Stored entries
--- begin ---
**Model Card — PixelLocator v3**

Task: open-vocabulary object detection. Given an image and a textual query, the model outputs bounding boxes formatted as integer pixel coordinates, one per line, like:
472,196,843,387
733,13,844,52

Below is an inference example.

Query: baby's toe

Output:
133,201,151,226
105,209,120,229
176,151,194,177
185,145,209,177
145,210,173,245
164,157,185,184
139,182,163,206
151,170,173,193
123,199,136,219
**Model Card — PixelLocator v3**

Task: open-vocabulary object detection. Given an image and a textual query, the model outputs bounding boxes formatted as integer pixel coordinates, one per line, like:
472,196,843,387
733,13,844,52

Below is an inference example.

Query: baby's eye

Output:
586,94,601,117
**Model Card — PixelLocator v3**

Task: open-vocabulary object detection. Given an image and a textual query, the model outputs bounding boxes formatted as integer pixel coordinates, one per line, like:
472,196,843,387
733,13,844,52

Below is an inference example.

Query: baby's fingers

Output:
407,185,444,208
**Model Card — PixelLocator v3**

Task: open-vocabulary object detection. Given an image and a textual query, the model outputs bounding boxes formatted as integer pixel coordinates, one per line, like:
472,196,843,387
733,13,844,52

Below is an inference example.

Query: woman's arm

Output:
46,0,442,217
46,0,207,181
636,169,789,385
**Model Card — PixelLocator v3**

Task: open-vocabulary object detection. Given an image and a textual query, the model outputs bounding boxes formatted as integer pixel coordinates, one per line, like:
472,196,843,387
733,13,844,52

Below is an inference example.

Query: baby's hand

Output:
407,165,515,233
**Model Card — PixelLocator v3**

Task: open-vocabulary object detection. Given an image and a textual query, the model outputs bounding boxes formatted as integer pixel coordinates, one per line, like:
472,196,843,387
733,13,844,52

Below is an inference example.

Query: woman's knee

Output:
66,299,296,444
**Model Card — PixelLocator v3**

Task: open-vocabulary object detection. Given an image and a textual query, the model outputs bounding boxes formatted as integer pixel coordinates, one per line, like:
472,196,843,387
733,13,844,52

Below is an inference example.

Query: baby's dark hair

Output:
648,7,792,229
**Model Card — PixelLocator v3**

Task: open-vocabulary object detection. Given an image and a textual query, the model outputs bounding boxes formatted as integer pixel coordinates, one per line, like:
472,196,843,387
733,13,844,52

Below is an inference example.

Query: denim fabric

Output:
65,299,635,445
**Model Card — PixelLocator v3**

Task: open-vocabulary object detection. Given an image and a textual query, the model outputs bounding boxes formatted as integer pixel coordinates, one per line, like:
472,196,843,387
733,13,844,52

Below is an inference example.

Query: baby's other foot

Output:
--- end ---
--- begin ---
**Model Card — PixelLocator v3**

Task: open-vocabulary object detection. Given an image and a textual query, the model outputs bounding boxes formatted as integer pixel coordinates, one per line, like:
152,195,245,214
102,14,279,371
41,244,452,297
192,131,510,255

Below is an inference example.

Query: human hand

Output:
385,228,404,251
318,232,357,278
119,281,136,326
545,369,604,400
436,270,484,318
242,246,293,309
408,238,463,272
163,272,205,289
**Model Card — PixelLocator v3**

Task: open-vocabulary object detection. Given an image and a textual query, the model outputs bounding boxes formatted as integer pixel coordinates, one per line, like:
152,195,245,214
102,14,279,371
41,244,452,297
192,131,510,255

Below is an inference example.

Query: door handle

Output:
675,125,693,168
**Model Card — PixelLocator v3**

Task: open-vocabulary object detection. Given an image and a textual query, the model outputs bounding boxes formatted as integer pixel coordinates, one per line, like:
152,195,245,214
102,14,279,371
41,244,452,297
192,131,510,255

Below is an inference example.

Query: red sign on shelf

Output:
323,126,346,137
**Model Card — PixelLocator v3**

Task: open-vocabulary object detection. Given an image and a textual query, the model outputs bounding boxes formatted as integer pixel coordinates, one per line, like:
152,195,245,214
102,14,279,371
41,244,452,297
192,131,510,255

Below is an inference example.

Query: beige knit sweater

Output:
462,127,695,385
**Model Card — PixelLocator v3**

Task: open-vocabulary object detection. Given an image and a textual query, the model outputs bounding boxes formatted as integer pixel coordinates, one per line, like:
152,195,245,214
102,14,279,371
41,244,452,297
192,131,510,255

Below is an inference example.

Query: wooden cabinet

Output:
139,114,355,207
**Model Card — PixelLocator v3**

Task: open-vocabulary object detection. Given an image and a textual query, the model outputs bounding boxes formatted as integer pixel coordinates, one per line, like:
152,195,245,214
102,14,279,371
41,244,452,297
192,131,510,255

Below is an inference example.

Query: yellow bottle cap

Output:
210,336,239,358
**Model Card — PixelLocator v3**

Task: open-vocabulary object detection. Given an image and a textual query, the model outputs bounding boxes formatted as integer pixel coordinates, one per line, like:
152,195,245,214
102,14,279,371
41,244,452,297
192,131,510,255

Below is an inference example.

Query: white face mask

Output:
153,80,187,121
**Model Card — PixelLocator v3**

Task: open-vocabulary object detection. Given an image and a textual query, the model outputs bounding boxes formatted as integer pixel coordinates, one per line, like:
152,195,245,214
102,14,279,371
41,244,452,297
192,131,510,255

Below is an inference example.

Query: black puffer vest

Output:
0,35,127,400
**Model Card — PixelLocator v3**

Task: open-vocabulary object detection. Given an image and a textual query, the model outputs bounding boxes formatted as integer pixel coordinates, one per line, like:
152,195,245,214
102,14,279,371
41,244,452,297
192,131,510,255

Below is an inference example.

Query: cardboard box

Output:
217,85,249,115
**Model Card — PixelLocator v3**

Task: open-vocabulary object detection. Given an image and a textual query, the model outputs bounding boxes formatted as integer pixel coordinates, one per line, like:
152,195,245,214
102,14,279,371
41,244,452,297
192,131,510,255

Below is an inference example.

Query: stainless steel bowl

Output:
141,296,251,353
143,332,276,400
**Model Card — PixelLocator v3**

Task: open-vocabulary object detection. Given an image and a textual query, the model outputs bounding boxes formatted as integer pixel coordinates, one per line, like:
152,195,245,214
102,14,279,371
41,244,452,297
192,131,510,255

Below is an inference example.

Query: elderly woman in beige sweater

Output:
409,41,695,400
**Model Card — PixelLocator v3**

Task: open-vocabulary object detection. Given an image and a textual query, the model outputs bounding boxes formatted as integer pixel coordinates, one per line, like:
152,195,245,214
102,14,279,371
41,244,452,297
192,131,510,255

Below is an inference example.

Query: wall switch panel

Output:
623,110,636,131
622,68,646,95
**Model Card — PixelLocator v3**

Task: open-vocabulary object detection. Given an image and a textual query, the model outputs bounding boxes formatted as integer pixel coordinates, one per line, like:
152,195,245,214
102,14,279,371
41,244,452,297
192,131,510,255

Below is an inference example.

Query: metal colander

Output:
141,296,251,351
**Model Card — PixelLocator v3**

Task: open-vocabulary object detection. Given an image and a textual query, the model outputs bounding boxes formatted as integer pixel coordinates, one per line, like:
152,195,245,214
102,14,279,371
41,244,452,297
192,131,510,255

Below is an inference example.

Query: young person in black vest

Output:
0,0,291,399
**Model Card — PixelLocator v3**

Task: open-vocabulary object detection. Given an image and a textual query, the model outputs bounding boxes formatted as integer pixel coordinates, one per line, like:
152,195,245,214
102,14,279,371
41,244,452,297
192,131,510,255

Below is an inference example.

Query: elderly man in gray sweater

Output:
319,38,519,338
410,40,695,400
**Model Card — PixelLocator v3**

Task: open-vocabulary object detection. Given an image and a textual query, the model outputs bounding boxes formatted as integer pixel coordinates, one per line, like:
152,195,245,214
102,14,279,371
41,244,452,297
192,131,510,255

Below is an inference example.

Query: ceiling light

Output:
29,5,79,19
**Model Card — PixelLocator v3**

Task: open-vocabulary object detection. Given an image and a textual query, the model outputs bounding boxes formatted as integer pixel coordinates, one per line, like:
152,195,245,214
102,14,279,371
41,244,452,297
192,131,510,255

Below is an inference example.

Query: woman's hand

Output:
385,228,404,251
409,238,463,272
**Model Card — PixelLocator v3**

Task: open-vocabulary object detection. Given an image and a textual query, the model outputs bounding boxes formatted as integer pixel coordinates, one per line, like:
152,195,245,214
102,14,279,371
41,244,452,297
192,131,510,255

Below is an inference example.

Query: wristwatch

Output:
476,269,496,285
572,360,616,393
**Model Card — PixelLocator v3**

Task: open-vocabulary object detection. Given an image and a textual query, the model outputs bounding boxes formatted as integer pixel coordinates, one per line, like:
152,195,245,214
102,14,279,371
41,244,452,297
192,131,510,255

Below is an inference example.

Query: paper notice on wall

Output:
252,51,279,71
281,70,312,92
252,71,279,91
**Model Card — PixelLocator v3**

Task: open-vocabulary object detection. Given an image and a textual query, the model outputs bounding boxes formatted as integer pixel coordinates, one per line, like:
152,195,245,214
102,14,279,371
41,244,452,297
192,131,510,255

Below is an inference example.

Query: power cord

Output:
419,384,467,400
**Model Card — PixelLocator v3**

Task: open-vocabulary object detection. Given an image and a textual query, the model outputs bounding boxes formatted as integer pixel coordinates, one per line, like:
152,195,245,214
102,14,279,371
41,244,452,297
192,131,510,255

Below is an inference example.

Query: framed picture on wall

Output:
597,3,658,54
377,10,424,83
--- end ---
--- begin ---
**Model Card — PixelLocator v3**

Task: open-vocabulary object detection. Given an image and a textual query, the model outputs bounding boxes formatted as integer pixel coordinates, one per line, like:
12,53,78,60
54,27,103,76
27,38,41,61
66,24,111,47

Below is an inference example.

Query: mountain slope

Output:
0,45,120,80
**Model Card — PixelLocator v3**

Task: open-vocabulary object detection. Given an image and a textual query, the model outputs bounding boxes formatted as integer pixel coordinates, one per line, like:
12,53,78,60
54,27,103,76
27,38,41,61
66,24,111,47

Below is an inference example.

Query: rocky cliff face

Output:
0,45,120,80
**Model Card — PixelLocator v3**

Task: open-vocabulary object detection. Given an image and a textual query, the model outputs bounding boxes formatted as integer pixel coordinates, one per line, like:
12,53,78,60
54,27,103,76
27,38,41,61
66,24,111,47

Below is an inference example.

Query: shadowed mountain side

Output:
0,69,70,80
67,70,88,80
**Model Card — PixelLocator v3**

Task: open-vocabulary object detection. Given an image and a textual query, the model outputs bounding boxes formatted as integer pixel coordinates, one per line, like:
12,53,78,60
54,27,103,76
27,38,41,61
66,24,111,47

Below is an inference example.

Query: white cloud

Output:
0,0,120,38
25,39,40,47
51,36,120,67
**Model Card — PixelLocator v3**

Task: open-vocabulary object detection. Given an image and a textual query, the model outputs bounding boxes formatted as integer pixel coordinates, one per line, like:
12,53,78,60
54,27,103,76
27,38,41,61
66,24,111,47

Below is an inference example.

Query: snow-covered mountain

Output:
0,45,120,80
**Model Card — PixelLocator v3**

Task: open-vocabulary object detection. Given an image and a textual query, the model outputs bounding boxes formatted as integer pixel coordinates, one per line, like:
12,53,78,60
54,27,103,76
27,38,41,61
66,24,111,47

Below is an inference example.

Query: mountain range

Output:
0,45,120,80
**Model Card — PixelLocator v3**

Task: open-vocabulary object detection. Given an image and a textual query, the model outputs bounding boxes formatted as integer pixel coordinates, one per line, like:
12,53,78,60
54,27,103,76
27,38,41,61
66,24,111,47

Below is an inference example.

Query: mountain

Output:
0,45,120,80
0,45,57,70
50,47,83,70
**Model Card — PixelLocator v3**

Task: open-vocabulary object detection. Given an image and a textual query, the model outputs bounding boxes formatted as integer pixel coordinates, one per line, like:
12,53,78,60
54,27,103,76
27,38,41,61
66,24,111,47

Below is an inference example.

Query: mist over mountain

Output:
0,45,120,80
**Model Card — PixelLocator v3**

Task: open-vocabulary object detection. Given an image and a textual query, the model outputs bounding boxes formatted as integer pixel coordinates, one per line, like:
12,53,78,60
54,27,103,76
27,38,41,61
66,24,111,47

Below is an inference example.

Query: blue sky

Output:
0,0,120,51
--- end ---
**PROBLEM TO WORK ON**:
Collect each line in the items above that contains the word "white".

**OUTPUT**:
Query: white face mask
Query: white cloud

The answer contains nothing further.